>> Start Given passage
One can say all one likes about the nature of
politics and how ‘boys’ will be ‘boys’, but there was nothing honorable -- or republican (the supposed essence of the Philadelphia Constitution) -- in the
manner in which most of the proponents of ratification went about rigging
things in relation to the ratification convention in New Hampshire. From:
newspaper coverage, to: attempting to rush the ratification decision, to: setting
the time and place for the convention in a way that would be disadvantageous to
those who might be critical of, and resistant to, the proposed constitution,
to: structuring the rules of procedure in a way that would skew the playing
field, many of those in New Hampshire who wanted the Philadelphia Constitution
to be ratified conducted themselves in a disgraceful and deceitful manner.
There is nothing democratic or republican in what they
did. They were entirely
anti-democratic and anti-republican -- in their behavior, but they were trying to create the illusion
that the ratification convention was being carried out as an utterly fair and
open contest of ideas.
When push came to shove, pro-ratification forces
in New Hampshire invoked the rule for adjourning the convention. The vote was
recorded as being 56 to 51 in favor of adjournment, but, apparently that
majority result was only reached when 11 delegates who had been instructed by
their constituents to reject ratification were, somehow, persuaded to vote for
adjournment rather than vote in accordance with the wishes of the people they
supposedly were representing.
The foregoing sorts of gamesmanship continued
when the convention was called back into session in June of 1788. For instance,
the credentials committee – which was controlled by individuals who were
pro-ratification -- admitted one person as a delegate who had never been
elected by anyone but, nonetheless, claimed to represent the people who had not
elected him.
>> End Given passage
>> Start Dataset content
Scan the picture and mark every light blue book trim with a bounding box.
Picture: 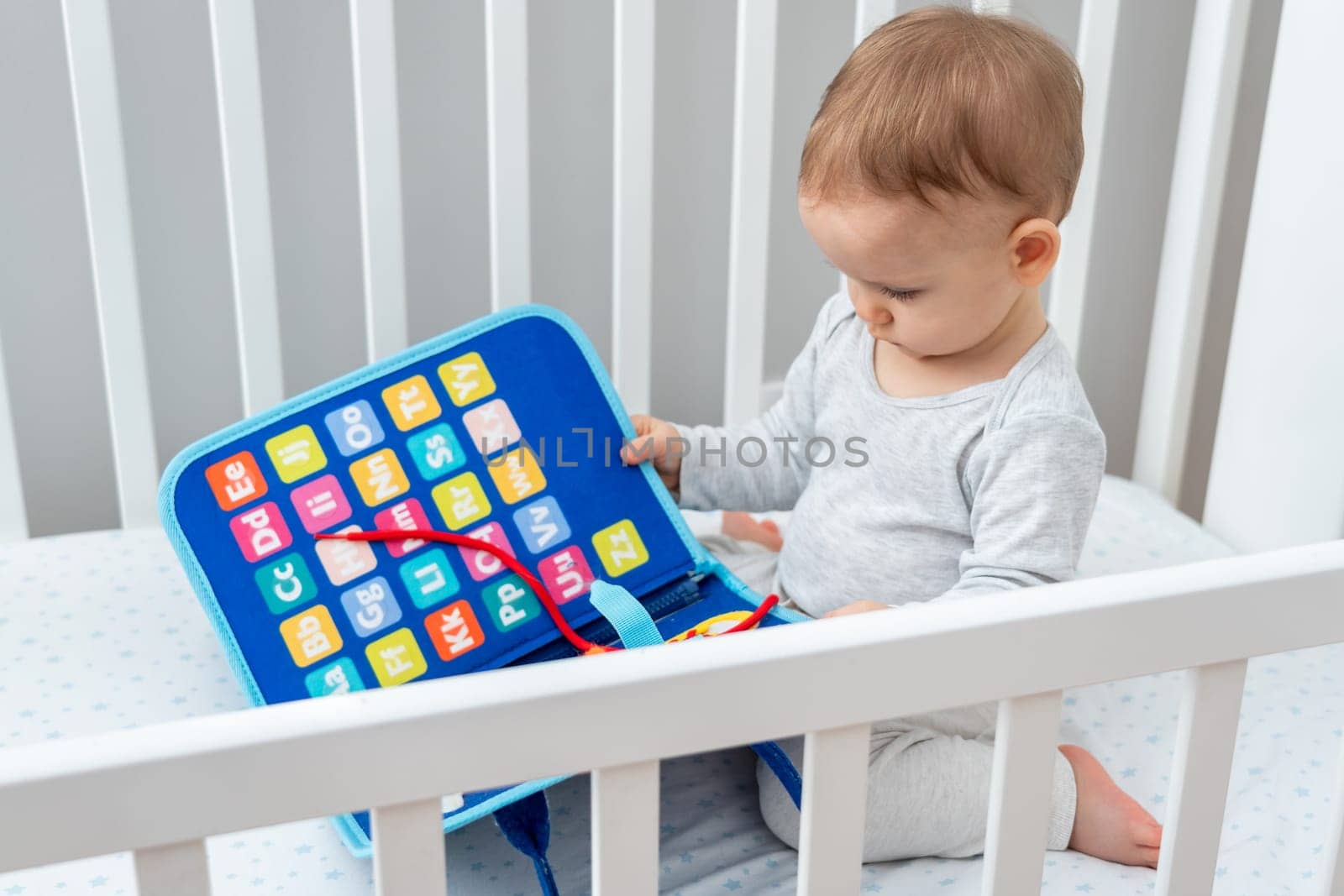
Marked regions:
>> End Dataset content
▶ Required work:
(A) In the passage on New Hampshire's ratification convention, what was the recorded vote on adjournment?
(B) Please continue the passage on New Hampshire's ratification convention, starting after its final sentence.

▶ Responses:
(A) 56 to 51 in favor of adjournment.

(B)
Moreover, when, in the intervening period of four
months, certain towns would not release their delegates from their duty to vote
in accordance with the wishes of their constituents to reject the Constitution,
the proponents of ratification suggested that such individuals merely stay away
from the convention and not vote. Given that 113 delegates (minus one, as noted
in the previous paragraph) had been elected to the ratification convention, and
given that 90 delegates were present on the opening day of the reconvened
convention, and given that the missing 23 delegates were all on the rejection
side of the ratification ledger, and given that the final ratification vote was
57 to 47, there were, at least, nine delegates who did not cast a vote at the
convention but who likely had a fiduciary responsibility to vote against ratification
and may have had been acting in accordance with the aforementioned counsel of
the proponents of ratification to stay away from the convention and, thereby,
betray their constituents.
When one adds the foregoing nine missing
delegates to the pseudo-delegate that was permitted by the credentials
committee to vote on the issue of ratification even though not entitled to do
so, one arrives at a vote of 56 for ratification and 56 against ratification …
a dead heat. While further votes might have gone one way or the other, this is
actually irrelevant to the point at issue here.
The New Hampshire ratification convention was not
an exercise in integrity, honor, forthrightness, and fairness. From beginning
to end, that convention was tainted by subterfuge, Machiavellian manipulations,
duplicity, and a lack of character – supposedly the lynchpin of the philosophy
of republicanism -- on the part of many of its organizers and participants.
“We the People” did not speak in New Hampshire.
The politics of ambition, vested interests, and unethical behavior served to
misrepresent, if not distort, that voice.
There is one further political tactic to consider
with respect to the ratification convention in New Hampshire. The proponents of
ratification in that state adopted a strategy that had been effectively used in
Massachusetts to defuse the concerns of those who opposed ratifying the
Philadelphia Constitution without the presence of amendments.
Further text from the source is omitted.